What you will do: From the entries, return every line where the string "below" shows up.

Dataset extract:
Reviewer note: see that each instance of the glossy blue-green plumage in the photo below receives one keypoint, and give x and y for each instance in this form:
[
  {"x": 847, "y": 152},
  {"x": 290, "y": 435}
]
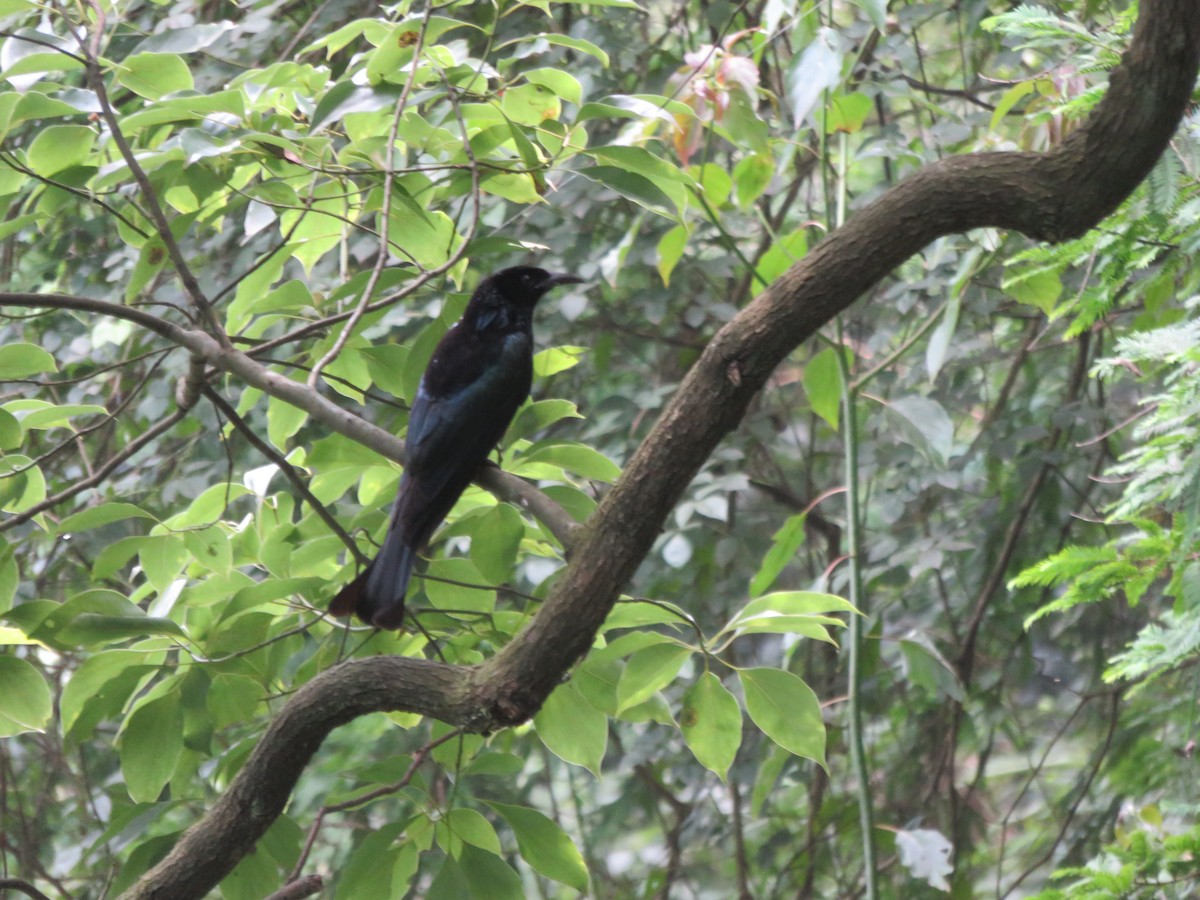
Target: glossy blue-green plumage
[{"x": 478, "y": 377}]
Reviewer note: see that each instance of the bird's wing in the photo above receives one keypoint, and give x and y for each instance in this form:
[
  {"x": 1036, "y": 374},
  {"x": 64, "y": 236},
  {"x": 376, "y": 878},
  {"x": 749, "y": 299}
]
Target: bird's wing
[{"x": 450, "y": 436}]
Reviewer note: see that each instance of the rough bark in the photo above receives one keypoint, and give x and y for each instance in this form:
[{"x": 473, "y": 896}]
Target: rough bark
[{"x": 1051, "y": 197}]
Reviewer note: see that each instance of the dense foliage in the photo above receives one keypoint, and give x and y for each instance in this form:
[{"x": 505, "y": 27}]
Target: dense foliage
[{"x": 325, "y": 181}]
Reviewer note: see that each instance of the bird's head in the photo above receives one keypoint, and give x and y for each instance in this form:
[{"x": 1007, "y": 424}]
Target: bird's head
[
  {"x": 504, "y": 301},
  {"x": 526, "y": 285}
]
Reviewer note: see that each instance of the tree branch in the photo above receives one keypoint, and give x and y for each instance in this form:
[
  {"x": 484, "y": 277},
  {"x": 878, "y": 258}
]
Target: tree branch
[
  {"x": 1049, "y": 196},
  {"x": 203, "y": 346}
]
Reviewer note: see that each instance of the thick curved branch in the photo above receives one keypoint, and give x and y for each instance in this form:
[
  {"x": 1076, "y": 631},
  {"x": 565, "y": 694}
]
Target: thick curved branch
[
  {"x": 203, "y": 346},
  {"x": 1048, "y": 196}
]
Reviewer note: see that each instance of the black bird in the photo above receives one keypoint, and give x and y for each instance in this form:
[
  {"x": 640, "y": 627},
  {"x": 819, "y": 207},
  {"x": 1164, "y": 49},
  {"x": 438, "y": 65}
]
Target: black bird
[{"x": 478, "y": 377}]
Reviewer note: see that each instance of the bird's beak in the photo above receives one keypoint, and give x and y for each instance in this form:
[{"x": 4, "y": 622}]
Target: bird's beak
[{"x": 555, "y": 279}]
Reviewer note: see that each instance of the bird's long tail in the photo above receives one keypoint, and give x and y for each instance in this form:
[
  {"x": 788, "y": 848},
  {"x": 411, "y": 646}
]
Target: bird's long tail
[{"x": 377, "y": 595}]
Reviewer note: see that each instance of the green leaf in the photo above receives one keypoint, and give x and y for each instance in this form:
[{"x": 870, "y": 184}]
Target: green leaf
[
  {"x": 655, "y": 169},
  {"x": 1008, "y": 100},
  {"x": 1038, "y": 287},
  {"x": 55, "y": 417},
  {"x": 573, "y": 729},
  {"x": 792, "y": 603},
  {"x": 545, "y": 845},
  {"x": 535, "y": 417},
  {"x": 634, "y": 187},
  {"x": 10, "y": 575},
  {"x": 714, "y": 183},
  {"x": 154, "y": 75},
  {"x": 557, "y": 359},
  {"x": 23, "y": 360},
  {"x": 579, "y": 459},
  {"x": 712, "y": 724},
  {"x": 784, "y": 546},
  {"x": 847, "y": 112},
  {"x": 531, "y": 105},
  {"x": 369, "y": 871},
  {"x": 11, "y": 433},
  {"x": 876, "y": 11},
  {"x": 490, "y": 876},
  {"x": 924, "y": 424},
  {"x": 574, "y": 43},
  {"x": 58, "y": 148},
  {"x": 786, "y": 709},
  {"x": 150, "y": 743},
  {"x": 495, "y": 540},
  {"x": 101, "y": 687},
  {"x": 283, "y": 420},
  {"x": 463, "y": 588},
  {"x": 162, "y": 558},
  {"x": 671, "y": 246},
  {"x": 648, "y": 671},
  {"x": 472, "y": 828},
  {"x": 233, "y": 699},
  {"x": 822, "y": 384},
  {"x": 927, "y": 667},
  {"x": 562, "y": 83},
  {"x": 516, "y": 187},
  {"x": 751, "y": 177},
  {"x": 779, "y": 258},
  {"x": 27, "y": 703}
]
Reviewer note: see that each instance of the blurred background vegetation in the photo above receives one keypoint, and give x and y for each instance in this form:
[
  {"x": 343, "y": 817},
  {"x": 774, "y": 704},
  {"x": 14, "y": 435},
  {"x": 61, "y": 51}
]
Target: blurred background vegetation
[{"x": 1026, "y": 420}]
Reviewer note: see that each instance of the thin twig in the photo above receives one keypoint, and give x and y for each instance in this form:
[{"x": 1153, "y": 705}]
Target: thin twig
[
  {"x": 288, "y": 471},
  {"x": 383, "y": 791}
]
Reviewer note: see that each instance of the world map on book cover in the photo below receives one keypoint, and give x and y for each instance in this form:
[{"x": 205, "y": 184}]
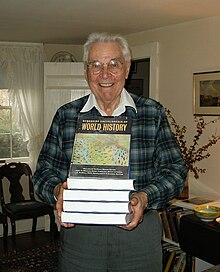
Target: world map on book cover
[{"x": 101, "y": 147}]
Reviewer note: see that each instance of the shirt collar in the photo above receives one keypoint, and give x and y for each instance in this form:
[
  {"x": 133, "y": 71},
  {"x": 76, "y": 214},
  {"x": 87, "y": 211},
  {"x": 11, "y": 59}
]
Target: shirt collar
[{"x": 125, "y": 100}]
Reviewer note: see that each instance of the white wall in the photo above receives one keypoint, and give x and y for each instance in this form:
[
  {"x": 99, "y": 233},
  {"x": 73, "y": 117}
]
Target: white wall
[{"x": 184, "y": 49}]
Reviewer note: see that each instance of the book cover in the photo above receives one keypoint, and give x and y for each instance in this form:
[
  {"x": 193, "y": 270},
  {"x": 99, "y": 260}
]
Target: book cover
[
  {"x": 96, "y": 195},
  {"x": 100, "y": 184},
  {"x": 101, "y": 147},
  {"x": 96, "y": 218},
  {"x": 96, "y": 206}
]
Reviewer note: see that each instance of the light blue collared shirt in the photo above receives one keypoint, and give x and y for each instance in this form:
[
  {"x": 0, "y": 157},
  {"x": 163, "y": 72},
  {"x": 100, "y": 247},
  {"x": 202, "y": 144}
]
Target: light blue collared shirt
[{"x": 125, "y": 100}]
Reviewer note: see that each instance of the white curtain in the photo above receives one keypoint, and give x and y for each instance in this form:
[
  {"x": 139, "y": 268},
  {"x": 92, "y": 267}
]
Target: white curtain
[{"x": 23, "y": 65}]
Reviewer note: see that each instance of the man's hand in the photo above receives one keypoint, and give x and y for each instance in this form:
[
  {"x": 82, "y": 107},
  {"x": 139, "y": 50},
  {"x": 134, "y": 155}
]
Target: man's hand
[
  {"x": 138, "y": 203},
  {"x": 58, "y": 192}
]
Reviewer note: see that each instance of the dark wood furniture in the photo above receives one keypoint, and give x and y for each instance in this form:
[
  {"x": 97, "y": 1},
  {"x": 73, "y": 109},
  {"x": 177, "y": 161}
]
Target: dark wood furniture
[
  {"x": 3, "y": 220},
  {"x": 199, "y": 239},
  {"x": 20, "y": 207}
]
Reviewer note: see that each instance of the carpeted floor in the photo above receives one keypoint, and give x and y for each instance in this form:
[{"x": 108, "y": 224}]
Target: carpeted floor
[{"x": 42, "y": 259}]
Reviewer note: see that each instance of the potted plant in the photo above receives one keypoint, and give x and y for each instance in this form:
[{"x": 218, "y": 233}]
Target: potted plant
[{"x": 194, "y": 152}]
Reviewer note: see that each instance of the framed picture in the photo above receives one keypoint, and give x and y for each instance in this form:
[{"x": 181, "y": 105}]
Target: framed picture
[{"x": 206, "y": 93}]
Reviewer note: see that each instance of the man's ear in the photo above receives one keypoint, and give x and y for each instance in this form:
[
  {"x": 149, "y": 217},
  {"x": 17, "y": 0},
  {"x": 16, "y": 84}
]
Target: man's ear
[{"x": 128, "y": 65}]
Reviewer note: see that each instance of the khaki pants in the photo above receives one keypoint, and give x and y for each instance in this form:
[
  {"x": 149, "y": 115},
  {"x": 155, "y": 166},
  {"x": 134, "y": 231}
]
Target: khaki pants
[{"x": 92, "y": 248}]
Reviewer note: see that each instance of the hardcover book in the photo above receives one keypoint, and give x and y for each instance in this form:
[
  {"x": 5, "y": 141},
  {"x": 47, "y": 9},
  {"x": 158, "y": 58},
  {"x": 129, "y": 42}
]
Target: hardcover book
[
  {"x": 96, "y": 206},
  {"x": 98, "y": 184},
  {"x": 96, "y": 218},
  {"x": 96, "y": 195},
  {"x": 101, "y": 148}
]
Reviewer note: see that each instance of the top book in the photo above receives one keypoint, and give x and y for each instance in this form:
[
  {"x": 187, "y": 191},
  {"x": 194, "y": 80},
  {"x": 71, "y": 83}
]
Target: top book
[{"x": 101, "y": 148}]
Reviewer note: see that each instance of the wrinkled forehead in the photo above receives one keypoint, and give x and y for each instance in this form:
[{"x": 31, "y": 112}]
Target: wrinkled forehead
[{"x": 105, "y": 51}]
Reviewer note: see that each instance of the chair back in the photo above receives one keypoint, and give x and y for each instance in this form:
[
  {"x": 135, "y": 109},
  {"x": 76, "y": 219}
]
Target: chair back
[{"x": 13, "y": 173}]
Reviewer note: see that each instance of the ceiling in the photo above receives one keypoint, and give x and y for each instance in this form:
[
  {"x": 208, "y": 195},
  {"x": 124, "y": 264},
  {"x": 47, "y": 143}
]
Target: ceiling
[{"x": 70, "y": 21}]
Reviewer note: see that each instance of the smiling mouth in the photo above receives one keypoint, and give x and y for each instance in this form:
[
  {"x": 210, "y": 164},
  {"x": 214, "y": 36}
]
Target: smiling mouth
[{"x": 106, "y": 84}]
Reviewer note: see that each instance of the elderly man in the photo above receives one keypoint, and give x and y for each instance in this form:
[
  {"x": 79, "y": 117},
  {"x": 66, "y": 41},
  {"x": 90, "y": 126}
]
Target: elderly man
[{"x": 156, "y": 164}]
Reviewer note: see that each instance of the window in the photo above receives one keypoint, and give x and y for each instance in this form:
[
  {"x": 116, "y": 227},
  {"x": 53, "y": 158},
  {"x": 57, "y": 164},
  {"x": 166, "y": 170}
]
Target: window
[{"x": 11, "y": 143}]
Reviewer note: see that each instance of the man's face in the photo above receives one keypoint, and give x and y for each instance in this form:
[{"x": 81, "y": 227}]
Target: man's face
[{"x": 107, "y": 85}]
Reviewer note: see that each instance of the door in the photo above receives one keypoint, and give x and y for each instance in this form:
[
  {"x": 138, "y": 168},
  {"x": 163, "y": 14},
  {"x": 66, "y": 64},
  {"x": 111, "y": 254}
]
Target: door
[
  {"x": 63, "y": 82},
  {"x": 149, "y": 51}
]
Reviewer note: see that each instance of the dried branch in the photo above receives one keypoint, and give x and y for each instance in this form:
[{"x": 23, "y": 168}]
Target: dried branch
[{"x": 193, "y": 153}]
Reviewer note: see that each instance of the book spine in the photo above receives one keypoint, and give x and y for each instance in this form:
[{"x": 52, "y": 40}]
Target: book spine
[
  {"x": 94, "y": 206},
  {"x": 96, "y": 218},
  {"x": 96, "y": 195},
  {"x": 100, "y": 184}
]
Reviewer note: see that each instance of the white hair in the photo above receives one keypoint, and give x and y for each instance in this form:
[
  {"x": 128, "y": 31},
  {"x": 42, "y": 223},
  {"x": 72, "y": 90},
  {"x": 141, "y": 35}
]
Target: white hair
[{"x": 106, "y": 37}]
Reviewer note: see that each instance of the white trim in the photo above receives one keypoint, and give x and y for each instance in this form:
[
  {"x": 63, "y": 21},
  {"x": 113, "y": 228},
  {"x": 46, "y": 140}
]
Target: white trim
[{"x": 149, "y": 50}]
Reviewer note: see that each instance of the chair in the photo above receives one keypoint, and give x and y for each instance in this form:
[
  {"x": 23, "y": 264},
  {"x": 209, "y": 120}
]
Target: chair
[
  {"x": 20, "y": 207},
  {"x": 3, "y": 220}
]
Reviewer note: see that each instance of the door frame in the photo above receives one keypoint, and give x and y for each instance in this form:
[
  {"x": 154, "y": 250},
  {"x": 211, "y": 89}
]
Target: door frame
[{"x": 151, "y": 51}]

Solution for this exercise:
Reviewer note: see that each instance of the glossy blue-green plumage in the photo below receives one keypoint, and give x and y for each instance in this form:
Reviewer note: see that each instance of the world map on book cover in the photo below receives one keypoint, and give x and y for each instance in this form:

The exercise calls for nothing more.